**** PROVIDED PASSAGE ****

In the mid-1960s, for the first time, an orca was taken into captivity. Since then, perceptions of and attitudes towards orca have slowly changed. People have come to realise they are not the man-eaters they have been portrayed as. Orca have become creatures people want to see close up, and great money-spinners in aquarium shows and movies such as Free Willy. In some respects they have become a cult, with at least one individual orca even having its own website (http://reuniteluna.com/about.php).
While orca have not been hunted as extensively as other whales, many have still been taken. For instance, between 1938 and 1981, Norway took 2400 orca from around its shores. Their oil was used for paint and lubrication and their meat fed to foxes (farmed for their fur) and pets until cheaper foods were found. In various places around the world, orca have also been used for military target practice and killed to conserve fish stocks. In one infamous event, the US Navy destroyed hundreds of orca off Iceland with machine guns, rockets and depth charges, citing the need to protect fishing nets and fish stocks. A few orca were taken in New Zealand waters, mostly by the Peranos family (see New Zealand Geographic, Issue 60) during quiet periods at the Tory Channel whaling station, where, ironically, one of the whaling boats was called Orca.

****

** PROBLEM DETAILS **
According to the passage on orca, how many orca did Norway take from around its shores between 1938 and 1981?

**** INFORMATION PROVIDED ****

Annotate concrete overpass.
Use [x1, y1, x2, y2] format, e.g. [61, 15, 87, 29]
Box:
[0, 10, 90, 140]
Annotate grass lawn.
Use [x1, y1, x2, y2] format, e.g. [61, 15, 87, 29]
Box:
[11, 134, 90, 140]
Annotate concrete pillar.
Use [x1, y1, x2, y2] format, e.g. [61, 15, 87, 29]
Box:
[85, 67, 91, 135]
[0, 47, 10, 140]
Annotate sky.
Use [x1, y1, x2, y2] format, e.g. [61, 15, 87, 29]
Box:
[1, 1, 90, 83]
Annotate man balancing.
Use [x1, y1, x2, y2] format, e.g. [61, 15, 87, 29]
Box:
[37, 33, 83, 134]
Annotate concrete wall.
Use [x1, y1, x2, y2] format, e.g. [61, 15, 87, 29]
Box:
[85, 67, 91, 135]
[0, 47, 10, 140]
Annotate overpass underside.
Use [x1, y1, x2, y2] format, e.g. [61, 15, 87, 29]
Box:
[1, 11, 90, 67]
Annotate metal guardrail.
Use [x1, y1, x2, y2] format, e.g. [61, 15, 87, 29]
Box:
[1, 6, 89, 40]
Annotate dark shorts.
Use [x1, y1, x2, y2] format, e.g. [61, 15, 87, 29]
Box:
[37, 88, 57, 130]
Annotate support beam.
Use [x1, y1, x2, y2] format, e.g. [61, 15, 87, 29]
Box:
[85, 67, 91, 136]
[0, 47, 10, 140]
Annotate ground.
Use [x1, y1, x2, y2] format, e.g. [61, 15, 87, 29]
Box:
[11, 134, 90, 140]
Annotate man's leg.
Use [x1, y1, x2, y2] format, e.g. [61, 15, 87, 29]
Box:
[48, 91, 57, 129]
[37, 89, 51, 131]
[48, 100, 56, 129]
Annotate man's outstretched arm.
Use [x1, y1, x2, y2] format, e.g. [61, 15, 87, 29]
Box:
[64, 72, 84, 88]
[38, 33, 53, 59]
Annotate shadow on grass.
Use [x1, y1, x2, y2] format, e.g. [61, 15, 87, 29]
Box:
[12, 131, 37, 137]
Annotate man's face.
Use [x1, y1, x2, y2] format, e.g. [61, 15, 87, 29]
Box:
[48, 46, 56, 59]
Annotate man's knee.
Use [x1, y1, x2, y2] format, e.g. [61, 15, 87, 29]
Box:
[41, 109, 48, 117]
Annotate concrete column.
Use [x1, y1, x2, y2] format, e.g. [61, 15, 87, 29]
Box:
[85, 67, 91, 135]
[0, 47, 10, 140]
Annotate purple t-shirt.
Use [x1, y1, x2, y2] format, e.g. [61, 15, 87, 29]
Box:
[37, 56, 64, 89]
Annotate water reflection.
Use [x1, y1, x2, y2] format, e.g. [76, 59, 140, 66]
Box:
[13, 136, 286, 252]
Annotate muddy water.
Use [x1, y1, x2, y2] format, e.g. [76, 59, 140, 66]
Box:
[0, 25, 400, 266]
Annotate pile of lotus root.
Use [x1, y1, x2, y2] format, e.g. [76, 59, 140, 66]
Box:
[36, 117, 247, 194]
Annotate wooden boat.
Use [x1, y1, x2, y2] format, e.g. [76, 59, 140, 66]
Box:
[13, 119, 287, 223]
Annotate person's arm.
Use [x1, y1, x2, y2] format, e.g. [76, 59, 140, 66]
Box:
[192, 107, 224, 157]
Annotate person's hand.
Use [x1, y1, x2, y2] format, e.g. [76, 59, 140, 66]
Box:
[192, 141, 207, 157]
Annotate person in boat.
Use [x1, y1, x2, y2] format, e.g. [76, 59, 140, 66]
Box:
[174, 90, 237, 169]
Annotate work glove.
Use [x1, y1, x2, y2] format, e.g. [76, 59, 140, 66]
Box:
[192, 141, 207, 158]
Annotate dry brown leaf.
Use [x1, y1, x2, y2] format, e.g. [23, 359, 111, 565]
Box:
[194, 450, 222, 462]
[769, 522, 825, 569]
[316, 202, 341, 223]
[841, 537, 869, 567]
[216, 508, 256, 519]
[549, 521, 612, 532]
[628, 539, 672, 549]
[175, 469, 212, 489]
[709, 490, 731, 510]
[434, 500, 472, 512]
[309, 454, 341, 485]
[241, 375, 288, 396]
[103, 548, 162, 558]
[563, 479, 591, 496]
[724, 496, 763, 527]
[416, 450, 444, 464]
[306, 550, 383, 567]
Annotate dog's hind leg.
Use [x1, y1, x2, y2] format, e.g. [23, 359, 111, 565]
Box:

****

** EXERCISE ANSWER **
2400